Reproduce the records below; each should match the original exactly.
[Provided data]
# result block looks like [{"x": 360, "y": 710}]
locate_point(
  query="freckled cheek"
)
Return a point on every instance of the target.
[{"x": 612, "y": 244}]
[/Provided data]
_Task answer_:
# result block looks like [{"x": 360, "y": 710}]
locate_point(
  query="freckled cheek"
)
Return a point on every instance of the target.
[{"x": 612, "y": 244}]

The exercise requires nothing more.